§ **Description of the task**:
Tally the lines in the entries below that contain the word "white", matching case exactly. Give only the number.

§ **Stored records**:
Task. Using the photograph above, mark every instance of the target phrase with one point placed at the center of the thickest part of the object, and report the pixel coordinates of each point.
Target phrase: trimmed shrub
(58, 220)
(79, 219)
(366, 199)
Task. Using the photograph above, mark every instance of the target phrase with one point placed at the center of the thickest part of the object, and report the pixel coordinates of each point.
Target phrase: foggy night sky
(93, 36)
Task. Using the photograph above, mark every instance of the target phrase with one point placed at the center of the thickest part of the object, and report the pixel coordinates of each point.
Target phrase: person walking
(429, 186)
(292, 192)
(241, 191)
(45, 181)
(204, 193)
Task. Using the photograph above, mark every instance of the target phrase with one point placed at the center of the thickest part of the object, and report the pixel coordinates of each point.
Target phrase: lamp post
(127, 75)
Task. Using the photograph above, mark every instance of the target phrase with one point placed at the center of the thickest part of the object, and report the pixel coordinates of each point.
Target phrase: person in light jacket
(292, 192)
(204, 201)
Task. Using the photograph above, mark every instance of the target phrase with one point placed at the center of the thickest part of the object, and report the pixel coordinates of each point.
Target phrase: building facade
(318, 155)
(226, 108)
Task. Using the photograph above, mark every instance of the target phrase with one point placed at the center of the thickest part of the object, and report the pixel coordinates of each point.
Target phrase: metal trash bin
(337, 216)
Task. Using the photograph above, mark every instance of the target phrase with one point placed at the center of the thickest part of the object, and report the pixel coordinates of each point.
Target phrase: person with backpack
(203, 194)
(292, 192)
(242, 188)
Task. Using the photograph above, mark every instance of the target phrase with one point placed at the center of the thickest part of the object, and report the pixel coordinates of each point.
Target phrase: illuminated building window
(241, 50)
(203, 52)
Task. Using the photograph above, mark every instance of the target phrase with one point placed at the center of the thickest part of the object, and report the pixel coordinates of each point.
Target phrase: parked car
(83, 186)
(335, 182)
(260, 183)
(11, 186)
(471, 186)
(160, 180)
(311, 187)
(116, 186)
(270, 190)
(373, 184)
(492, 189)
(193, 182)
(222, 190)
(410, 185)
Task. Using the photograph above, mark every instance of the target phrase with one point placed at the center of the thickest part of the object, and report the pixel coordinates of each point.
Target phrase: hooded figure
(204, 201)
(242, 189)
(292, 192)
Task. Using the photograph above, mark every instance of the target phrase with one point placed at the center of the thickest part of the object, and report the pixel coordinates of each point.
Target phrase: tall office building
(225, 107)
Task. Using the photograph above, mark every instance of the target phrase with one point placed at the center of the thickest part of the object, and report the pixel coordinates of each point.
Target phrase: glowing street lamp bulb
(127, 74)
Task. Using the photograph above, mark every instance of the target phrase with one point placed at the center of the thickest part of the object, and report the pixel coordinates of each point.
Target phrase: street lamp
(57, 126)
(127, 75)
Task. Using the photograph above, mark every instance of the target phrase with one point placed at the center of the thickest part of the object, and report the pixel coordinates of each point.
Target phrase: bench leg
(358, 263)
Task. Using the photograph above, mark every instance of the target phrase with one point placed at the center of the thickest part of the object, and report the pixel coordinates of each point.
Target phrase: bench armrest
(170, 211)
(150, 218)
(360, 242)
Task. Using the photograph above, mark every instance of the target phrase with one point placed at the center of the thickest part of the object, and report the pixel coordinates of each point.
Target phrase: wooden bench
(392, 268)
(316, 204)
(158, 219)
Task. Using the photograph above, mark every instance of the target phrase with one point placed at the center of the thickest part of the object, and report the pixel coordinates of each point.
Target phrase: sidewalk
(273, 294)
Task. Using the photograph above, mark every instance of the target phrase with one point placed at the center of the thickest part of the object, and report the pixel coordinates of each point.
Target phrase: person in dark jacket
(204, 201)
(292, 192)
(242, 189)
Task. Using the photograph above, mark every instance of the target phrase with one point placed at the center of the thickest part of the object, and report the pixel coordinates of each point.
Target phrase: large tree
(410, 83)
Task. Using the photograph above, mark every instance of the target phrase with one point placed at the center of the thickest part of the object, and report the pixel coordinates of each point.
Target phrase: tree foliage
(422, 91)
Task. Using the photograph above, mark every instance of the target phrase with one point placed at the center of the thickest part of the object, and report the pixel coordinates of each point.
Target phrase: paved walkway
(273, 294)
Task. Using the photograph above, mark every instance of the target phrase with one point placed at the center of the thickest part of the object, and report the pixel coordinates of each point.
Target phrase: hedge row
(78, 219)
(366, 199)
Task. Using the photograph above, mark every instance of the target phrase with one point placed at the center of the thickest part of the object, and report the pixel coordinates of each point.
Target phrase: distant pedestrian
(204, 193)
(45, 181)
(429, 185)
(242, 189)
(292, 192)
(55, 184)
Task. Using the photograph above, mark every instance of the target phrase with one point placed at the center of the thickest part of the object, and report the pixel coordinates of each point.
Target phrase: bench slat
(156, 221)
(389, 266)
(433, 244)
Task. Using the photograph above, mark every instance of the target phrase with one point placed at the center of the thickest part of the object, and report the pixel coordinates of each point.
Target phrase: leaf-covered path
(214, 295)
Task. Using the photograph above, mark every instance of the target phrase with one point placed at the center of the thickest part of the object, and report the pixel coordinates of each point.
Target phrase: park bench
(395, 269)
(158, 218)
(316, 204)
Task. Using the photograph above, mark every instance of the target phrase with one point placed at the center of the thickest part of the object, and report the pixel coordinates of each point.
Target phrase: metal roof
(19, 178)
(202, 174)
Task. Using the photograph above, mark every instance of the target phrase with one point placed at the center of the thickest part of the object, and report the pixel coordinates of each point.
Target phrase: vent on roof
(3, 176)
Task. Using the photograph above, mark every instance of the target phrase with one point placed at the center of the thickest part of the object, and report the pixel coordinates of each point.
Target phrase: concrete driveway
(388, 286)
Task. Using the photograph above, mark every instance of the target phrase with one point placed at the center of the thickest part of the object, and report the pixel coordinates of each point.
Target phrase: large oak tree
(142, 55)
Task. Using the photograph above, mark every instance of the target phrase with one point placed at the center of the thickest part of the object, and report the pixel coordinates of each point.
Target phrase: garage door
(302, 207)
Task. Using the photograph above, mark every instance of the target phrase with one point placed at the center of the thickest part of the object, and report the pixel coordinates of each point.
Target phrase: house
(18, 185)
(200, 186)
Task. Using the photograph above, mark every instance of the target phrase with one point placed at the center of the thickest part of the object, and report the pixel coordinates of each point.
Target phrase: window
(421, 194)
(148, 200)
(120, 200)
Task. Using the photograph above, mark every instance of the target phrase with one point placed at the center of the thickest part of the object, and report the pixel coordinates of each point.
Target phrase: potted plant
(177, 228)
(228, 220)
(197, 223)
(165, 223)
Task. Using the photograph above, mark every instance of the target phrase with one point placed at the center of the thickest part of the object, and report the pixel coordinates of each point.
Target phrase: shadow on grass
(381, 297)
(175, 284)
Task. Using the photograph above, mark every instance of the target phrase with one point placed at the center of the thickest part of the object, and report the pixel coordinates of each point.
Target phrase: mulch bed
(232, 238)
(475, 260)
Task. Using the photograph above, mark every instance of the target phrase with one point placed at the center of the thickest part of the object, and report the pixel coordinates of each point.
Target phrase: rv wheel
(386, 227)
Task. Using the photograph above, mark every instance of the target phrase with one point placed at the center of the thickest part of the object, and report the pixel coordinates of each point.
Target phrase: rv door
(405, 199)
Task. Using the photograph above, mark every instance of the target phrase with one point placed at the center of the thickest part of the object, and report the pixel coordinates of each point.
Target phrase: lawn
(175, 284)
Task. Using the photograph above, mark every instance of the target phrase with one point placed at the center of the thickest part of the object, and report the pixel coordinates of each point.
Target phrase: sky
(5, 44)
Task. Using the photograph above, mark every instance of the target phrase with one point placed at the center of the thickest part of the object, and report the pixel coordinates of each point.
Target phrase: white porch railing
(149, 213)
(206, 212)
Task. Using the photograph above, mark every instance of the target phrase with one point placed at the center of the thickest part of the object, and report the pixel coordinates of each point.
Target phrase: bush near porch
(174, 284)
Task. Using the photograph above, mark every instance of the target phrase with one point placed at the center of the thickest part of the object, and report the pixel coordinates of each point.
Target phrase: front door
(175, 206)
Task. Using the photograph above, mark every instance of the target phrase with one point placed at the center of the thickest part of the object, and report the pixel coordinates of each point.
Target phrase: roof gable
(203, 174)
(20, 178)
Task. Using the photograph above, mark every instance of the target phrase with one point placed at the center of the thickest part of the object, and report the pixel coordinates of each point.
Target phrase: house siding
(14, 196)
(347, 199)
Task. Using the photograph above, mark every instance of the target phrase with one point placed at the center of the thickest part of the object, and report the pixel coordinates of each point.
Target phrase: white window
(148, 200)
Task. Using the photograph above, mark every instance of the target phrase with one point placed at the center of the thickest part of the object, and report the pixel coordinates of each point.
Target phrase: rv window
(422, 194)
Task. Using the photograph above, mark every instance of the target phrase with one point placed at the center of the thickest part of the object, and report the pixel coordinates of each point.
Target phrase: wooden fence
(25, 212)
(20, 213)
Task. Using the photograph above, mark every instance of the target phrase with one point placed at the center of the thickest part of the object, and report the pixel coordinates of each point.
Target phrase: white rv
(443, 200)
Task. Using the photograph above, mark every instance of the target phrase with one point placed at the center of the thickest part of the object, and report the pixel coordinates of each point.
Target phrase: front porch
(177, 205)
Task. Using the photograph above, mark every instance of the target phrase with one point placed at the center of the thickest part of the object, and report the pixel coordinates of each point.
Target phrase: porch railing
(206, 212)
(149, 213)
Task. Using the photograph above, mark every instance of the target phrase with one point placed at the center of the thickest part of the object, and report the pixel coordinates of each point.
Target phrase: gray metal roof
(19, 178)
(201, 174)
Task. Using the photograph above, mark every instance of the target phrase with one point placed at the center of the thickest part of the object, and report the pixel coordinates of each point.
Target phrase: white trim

§ **Expected output**:
4